## SET TASKS
• A. In the secret sanitizer hook write-up, what exit code does the hook return when it aborts an operation?
• B. Continue the write-up on the secret sanitizer hook from where it stops.

** Start PASSAGE **

Project 24: "The Secret Sanitizer Hook" — Secrets Management

Project 24: “The Secret Sanitizer Hook” — Secrets Management

Attribute	Value
File	`KIRO_CLI_LEARNING_PROJECTS.md`
Main Programming Language	Python (TruffleHog / Gitleaks)
Coolness Level	Level 3: Genuinely Clever
Business Potential	3. Service & Support (Security)
Difficulty	Level 2: Intermediate
Knowledge Area	Secrets Management

What you’ll build: A PostToolUse hook that scans modified files for secrets.

Why it teaches Safety: Prevents accidental secret leakage.

Success criteria:

A dummy key is detected and blocked.

Real World Outcome

You’ll create a PostToolUse hook that automatically scans every file written or modified by Kiro for secrets (API keys, passwords, tokens, private keys). When a secret is detected, the hook blocks the operation and alerts you immediately.

Example Hook Execution:

# Kiro writes a file containing a secret
$ kiro "create a .env file with DATABASE_URL=postgres://user:pass@localhost/db"

[Kiro writes .env file]

🚨 SECRET DETECTED in .env (line 1)
   Type: PostgreSQL Connection String
   Pattern: postgres://[user]:[password]@[host]/[db]

   DATABASE_URL=postgres://user:pass@localhost/db
                              ^^^^^^^^

❌ BLOCKED: File write operation prevented.

Recommendations:
  1. Use environment variables instead: DATABASE_URL="${DATABASE_URL}"
  2. Add .env to .gitignore
  3. Use a secrets manager (AWS Secrets Manager, HashiCorp Vault)

[Hook exits with code 1 - operation aborted]

Example scan output:

$ python ~/.kiro/hooks/secret-sanitizer.py

Scanning files modified in last operation...
  ✓ src/app.py - Clean
  ✓ src/utils.py - Clean
  🚨 config.yaml - 2 secrets found
     Line 12: AWS Access Key (AKIA...)

** End PASSAGE **
** Start LISTING **

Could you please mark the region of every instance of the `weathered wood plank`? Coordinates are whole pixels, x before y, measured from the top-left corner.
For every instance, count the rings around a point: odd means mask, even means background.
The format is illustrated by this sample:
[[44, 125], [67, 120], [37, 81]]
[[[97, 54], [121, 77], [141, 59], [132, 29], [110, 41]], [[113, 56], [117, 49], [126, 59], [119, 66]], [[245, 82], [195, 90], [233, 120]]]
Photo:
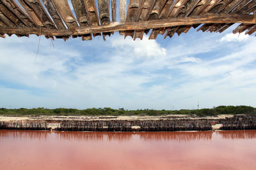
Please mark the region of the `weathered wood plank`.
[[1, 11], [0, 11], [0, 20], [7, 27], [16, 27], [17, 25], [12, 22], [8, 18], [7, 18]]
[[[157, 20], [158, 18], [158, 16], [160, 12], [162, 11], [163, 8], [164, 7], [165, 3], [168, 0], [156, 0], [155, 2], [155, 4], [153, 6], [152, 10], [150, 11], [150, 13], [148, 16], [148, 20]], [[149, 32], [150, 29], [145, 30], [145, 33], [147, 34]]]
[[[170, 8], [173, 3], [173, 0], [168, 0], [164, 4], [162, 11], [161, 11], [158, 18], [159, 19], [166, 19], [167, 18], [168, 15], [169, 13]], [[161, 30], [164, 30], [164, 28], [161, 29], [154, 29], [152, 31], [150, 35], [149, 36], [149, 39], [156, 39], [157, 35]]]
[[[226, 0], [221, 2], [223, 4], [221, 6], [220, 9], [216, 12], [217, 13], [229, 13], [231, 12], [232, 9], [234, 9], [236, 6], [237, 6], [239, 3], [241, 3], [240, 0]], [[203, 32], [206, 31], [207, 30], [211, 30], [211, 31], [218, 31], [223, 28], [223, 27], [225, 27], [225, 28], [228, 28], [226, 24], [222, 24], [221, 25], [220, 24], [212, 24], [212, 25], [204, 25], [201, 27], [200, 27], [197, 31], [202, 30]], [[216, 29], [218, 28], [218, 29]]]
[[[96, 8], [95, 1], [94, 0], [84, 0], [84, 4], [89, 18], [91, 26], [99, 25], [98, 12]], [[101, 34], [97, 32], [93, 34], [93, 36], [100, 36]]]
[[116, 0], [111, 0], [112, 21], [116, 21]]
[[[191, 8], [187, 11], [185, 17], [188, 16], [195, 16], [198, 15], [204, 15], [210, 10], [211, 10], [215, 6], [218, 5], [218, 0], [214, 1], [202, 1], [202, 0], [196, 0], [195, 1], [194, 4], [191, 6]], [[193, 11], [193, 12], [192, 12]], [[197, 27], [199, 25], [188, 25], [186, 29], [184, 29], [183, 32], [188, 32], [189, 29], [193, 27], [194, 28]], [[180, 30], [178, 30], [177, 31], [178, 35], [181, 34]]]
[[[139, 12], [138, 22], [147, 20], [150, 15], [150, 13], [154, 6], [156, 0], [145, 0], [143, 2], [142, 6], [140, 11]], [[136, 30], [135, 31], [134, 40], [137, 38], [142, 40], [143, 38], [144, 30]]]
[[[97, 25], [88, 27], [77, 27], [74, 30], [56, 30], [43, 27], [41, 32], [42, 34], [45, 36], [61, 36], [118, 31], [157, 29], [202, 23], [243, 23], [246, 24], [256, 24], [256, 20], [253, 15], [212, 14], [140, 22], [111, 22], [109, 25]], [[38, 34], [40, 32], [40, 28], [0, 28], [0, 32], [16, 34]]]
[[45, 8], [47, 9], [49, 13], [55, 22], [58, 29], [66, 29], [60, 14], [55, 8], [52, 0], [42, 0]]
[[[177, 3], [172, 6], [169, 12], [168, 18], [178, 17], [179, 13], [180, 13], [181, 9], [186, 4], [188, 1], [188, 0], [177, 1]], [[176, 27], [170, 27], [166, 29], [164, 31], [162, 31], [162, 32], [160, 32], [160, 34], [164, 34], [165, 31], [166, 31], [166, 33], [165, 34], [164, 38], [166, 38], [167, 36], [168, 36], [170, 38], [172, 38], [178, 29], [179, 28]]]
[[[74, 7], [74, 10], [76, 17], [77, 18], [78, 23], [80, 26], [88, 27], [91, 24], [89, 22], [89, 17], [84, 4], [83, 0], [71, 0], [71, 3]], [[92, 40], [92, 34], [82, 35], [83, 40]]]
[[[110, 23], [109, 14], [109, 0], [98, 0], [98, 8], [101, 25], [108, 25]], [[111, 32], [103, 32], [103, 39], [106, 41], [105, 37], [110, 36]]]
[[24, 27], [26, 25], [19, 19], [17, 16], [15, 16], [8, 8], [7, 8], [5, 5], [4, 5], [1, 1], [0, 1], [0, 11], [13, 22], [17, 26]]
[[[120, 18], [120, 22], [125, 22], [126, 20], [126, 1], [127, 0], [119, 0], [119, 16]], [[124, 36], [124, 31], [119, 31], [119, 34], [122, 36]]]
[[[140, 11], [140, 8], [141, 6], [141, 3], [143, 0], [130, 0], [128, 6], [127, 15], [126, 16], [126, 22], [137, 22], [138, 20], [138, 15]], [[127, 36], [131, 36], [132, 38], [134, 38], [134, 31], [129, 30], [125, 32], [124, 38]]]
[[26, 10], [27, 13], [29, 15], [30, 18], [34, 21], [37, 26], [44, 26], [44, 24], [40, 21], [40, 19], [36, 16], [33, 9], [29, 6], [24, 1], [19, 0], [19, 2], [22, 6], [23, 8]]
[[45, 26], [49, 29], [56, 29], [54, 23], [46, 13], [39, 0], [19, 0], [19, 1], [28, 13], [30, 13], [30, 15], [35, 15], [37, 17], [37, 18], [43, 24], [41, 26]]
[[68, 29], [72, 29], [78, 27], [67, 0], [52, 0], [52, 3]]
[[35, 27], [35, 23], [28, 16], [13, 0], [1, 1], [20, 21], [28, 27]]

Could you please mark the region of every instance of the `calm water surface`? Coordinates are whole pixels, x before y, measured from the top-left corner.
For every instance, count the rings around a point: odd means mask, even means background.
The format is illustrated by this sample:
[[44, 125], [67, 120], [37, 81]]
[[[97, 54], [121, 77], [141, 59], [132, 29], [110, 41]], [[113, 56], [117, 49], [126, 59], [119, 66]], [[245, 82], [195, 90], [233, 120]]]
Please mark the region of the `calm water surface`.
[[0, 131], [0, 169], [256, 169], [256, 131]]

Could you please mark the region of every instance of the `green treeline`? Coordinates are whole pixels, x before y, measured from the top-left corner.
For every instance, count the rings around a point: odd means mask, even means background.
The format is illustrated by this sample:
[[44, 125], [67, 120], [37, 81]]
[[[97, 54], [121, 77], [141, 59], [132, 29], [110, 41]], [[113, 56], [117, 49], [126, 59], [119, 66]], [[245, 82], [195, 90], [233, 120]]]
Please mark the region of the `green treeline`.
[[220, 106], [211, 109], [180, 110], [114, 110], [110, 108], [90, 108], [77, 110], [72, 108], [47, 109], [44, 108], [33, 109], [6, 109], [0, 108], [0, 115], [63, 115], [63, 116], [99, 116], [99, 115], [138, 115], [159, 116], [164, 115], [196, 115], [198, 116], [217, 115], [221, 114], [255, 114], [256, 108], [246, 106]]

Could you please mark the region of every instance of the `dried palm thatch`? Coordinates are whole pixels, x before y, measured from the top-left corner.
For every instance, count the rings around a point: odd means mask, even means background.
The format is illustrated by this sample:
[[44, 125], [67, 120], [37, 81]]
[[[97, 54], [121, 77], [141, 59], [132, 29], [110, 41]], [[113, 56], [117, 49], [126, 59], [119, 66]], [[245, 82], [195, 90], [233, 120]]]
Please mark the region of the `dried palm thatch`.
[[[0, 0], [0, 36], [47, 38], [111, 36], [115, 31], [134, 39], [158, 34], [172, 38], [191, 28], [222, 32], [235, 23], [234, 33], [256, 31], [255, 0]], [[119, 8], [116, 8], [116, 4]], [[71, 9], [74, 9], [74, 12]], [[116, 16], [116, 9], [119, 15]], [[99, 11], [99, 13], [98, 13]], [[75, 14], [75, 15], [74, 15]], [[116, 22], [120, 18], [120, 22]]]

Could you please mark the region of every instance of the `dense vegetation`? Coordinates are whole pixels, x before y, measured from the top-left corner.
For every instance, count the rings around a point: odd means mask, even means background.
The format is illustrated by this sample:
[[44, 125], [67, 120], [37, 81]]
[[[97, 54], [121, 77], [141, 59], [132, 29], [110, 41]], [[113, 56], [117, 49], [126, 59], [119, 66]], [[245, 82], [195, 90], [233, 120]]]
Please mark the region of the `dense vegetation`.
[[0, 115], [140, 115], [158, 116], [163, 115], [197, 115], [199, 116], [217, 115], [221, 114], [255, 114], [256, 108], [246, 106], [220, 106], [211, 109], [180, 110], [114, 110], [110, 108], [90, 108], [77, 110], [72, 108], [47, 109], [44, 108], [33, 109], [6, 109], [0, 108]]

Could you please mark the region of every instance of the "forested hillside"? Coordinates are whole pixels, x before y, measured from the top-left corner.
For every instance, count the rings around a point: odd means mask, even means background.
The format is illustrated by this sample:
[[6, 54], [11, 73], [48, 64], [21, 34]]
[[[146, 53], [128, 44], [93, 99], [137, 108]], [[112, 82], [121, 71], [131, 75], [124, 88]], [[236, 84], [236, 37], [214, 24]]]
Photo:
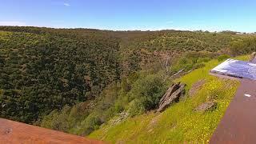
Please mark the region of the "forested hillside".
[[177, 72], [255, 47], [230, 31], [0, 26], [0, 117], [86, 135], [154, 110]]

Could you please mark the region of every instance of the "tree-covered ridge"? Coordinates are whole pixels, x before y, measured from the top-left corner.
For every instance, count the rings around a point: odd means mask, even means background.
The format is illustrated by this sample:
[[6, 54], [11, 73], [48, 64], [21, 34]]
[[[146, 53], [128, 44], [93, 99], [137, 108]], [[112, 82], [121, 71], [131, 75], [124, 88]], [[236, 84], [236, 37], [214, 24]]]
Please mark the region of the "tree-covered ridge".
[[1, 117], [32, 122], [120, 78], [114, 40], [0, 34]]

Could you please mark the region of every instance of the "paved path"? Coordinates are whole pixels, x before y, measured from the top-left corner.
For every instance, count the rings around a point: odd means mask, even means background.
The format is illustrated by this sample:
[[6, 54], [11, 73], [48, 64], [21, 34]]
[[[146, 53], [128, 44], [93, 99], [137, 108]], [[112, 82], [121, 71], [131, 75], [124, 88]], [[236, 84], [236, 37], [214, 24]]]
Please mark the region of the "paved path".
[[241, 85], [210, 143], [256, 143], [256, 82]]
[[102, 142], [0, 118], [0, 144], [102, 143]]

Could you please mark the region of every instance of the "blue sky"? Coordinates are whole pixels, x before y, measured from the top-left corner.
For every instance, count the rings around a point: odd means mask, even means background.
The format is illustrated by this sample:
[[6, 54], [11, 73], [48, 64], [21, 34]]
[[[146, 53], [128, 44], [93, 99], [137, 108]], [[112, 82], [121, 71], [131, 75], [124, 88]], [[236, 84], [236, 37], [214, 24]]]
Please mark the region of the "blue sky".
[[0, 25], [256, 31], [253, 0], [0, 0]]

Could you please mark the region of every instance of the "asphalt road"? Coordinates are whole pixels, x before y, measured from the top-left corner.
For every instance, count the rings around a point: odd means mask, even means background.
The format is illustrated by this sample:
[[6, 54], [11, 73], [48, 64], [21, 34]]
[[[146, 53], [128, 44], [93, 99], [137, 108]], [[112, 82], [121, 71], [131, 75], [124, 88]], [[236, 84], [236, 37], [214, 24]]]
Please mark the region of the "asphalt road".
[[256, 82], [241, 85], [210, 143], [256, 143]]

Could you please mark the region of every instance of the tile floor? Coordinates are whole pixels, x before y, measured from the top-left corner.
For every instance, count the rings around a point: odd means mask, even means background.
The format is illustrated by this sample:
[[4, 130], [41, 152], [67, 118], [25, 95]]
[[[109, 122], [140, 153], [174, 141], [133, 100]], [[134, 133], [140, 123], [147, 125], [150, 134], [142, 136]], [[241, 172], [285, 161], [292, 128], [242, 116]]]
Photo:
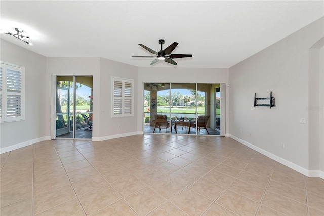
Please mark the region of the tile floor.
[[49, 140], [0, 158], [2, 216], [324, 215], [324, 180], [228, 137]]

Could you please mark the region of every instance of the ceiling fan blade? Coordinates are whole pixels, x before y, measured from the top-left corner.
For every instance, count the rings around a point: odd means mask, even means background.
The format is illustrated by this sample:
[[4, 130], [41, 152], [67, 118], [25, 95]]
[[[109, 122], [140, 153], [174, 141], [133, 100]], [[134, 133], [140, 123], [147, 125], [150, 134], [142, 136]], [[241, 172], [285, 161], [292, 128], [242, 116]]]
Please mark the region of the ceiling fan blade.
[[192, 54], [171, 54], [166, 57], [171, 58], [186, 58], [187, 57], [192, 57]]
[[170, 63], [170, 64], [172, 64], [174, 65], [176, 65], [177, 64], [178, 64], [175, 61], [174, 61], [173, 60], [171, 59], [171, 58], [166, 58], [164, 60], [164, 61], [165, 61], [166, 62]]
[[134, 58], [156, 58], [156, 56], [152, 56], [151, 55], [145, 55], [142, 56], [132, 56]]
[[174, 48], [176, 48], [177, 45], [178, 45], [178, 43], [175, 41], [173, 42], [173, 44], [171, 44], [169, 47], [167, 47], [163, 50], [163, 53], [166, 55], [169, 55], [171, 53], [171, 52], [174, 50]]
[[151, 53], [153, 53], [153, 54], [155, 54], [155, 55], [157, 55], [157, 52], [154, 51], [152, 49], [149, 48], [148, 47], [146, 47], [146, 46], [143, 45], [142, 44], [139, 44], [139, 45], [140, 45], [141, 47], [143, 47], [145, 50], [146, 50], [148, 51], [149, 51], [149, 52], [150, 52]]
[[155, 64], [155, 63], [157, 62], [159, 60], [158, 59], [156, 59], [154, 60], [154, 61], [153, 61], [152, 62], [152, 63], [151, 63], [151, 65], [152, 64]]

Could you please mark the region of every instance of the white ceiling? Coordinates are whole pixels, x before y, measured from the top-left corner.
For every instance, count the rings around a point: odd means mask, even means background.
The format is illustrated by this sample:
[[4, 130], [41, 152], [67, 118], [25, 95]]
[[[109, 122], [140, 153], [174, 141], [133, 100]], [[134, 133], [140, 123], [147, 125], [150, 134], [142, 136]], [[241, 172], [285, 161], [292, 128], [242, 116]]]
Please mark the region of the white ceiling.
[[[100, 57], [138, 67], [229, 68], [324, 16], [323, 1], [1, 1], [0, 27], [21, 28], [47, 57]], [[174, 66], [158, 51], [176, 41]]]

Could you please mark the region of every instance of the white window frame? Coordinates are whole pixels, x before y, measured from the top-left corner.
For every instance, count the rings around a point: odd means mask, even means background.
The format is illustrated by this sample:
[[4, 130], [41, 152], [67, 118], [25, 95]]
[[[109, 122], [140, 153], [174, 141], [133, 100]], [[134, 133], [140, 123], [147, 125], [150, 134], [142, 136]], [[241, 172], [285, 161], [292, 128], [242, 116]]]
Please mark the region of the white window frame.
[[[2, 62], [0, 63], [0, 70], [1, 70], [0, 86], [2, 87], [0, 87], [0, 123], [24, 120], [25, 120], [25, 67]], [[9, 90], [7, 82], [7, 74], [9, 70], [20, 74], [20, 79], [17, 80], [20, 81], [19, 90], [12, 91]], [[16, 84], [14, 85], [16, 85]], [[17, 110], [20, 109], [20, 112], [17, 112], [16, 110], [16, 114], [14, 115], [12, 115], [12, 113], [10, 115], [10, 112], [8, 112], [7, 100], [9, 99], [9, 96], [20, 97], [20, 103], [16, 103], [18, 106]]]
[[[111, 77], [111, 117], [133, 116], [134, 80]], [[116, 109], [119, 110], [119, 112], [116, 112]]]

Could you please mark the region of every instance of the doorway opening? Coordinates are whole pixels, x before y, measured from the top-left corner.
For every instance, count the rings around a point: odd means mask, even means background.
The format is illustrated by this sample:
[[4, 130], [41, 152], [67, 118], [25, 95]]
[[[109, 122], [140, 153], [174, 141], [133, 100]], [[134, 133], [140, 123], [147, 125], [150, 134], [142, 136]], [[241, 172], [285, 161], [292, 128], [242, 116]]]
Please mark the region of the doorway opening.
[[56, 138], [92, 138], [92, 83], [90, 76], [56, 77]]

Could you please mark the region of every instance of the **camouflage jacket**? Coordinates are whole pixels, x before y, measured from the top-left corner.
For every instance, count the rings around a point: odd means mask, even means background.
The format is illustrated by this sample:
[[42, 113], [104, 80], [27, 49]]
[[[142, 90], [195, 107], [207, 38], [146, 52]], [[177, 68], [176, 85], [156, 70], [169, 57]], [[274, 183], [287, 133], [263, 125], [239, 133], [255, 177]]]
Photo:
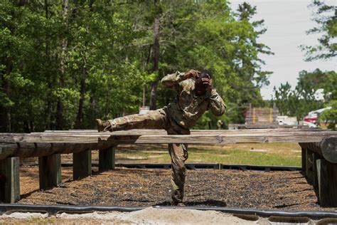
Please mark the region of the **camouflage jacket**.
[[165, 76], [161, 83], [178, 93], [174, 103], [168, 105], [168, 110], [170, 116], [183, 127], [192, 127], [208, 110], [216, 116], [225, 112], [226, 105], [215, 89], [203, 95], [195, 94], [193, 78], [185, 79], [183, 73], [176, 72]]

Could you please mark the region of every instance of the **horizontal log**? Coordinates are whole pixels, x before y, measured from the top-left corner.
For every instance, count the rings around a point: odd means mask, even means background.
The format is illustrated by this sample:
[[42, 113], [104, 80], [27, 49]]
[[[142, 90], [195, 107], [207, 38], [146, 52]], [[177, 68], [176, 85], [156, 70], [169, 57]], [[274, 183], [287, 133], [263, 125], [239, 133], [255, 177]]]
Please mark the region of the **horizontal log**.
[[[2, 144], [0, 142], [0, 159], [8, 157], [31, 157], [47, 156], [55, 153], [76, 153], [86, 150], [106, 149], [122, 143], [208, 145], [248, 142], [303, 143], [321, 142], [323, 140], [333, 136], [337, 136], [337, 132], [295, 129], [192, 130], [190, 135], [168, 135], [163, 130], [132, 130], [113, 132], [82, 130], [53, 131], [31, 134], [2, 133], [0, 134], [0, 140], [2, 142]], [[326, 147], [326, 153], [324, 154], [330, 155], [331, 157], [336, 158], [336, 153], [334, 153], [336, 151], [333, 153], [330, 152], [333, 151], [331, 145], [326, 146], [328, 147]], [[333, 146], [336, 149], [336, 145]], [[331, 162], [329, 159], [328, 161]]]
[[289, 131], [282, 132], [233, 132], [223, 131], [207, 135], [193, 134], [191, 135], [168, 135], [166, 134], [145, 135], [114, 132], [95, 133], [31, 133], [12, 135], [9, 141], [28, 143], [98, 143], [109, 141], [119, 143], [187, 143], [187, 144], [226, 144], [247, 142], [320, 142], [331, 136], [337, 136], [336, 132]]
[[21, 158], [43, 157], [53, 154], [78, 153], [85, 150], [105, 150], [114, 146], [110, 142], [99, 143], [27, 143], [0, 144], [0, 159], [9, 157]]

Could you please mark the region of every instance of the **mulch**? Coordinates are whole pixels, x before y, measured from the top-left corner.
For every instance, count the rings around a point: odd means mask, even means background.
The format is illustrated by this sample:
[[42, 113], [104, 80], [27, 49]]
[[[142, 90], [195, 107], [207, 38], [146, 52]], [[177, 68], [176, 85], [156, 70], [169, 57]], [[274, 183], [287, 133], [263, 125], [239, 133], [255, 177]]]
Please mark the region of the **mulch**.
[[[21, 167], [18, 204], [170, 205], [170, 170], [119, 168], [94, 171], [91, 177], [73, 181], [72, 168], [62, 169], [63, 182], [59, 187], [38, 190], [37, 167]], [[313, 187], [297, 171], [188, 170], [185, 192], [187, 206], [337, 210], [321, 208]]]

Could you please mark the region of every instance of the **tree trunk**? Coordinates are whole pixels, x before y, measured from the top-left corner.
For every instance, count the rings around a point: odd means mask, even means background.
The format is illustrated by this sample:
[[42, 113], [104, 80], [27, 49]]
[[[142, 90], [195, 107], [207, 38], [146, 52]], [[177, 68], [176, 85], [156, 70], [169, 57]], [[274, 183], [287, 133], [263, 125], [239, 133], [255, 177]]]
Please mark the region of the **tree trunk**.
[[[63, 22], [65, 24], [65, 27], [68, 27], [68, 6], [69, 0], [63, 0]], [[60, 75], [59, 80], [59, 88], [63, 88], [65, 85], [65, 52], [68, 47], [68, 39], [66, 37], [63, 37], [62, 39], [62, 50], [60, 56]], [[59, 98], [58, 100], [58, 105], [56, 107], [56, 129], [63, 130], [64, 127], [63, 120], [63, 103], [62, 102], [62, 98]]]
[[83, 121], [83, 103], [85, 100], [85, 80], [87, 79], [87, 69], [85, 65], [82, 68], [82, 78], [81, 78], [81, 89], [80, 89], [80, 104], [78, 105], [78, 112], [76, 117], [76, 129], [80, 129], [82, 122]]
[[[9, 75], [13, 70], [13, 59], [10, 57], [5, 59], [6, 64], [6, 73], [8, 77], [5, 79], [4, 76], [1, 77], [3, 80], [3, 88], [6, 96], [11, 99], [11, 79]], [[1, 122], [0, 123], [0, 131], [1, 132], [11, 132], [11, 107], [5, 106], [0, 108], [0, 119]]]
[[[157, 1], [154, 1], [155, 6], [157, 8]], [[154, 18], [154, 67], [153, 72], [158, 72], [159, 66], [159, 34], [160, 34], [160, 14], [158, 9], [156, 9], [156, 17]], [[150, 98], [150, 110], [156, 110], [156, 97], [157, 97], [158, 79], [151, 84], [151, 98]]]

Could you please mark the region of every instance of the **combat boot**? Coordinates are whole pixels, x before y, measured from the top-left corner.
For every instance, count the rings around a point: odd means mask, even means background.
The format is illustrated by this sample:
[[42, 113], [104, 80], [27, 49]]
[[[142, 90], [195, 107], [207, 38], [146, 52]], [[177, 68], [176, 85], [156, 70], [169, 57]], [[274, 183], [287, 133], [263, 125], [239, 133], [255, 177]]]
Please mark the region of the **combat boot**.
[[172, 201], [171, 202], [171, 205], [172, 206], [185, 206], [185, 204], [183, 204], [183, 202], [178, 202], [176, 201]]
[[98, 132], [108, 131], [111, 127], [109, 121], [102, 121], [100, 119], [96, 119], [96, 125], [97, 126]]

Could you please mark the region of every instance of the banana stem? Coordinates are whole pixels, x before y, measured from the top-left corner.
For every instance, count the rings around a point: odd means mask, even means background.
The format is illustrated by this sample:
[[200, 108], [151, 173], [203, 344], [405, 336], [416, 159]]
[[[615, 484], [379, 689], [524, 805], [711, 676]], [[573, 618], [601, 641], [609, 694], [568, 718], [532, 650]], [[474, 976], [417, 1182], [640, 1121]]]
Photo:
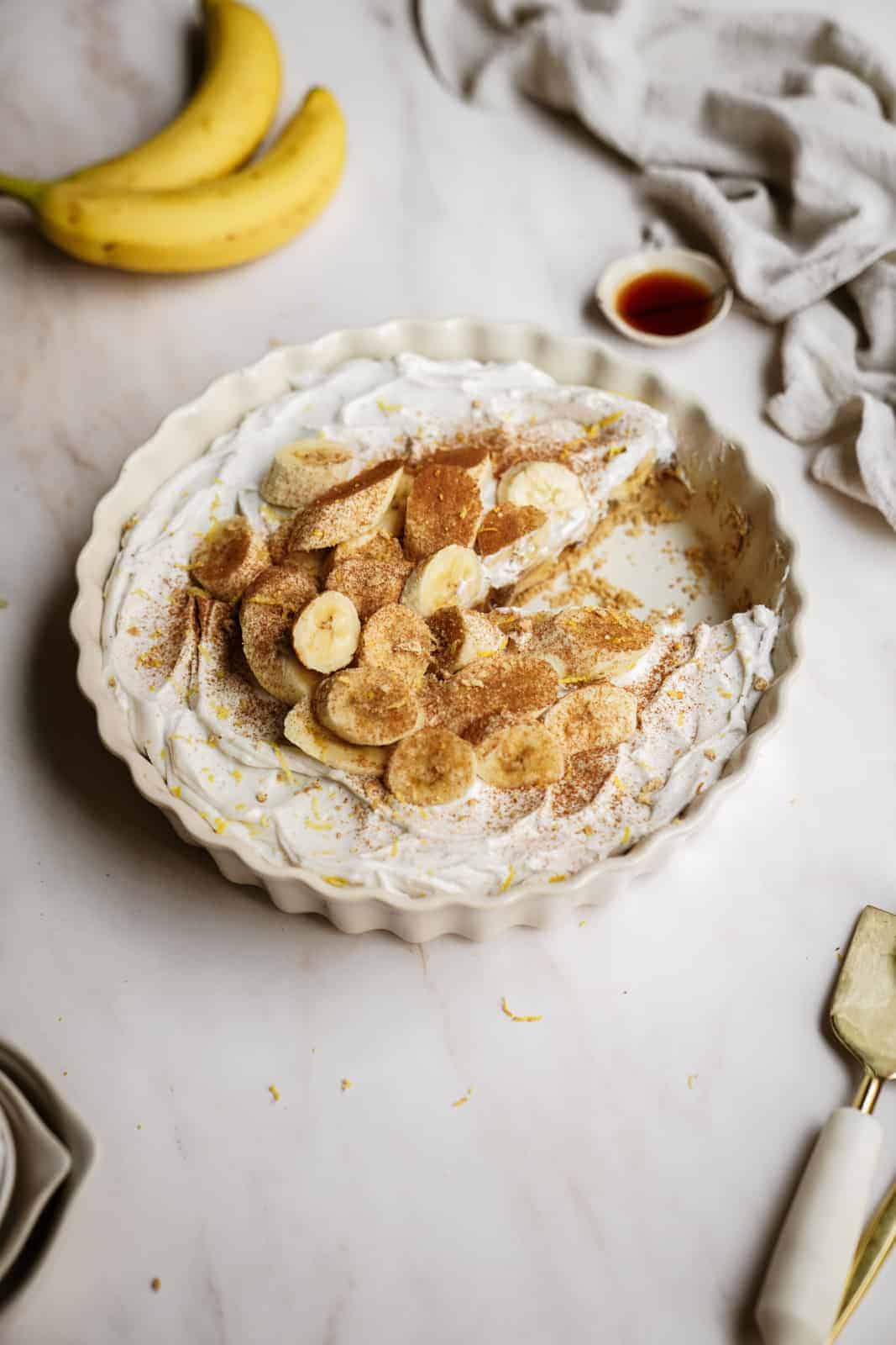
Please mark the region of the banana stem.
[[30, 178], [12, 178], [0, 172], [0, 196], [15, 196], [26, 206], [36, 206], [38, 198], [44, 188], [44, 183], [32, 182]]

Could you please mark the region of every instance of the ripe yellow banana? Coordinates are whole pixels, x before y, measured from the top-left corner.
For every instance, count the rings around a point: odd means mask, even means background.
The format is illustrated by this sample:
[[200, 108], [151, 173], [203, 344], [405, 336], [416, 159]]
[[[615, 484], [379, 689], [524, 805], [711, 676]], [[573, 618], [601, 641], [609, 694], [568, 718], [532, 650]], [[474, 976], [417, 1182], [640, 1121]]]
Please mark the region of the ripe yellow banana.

** End LISTING **

## ANSWERS BY TASK
• A. Exit code 1.

• B.
     Line 13: AWS Secret Key (40-char base64 string)
  ✓ README.md - Clean

Summary: 2 secrets detected in 1 file
Action: BLOCK operation (exit code 1)

Integration with Git:

# After blocking the write, show what would have been committed
$ git diff

+AWS_ACCESS_KEY_ID=AKIAIOSFODNN7EXAMPLE
+AWS_SECRET_ACCESS_KEY=wJalrXUtnFEMI/K7MDENG/bPxRfiCYEXAMPLEKEY

❌ These credentials would have been committed to git!

You’re implementing the same secret detection that GitHub, GitLab, and Bitbucket use to prevent credential leaks.

The Core Question You’re Answering

“How do you prevent developers (and AI agents) from accidentally committing secrets to version control or writing them to unencrypted config files?”

Before you build any detection, understand this: Secret leakage is one of the most common security incidents. Attackers scan public repositories for AWS keys, database passwords, and API tokens. Once a secret is committed to git history, it’s permanently exposed—even if you delete it in a later commit.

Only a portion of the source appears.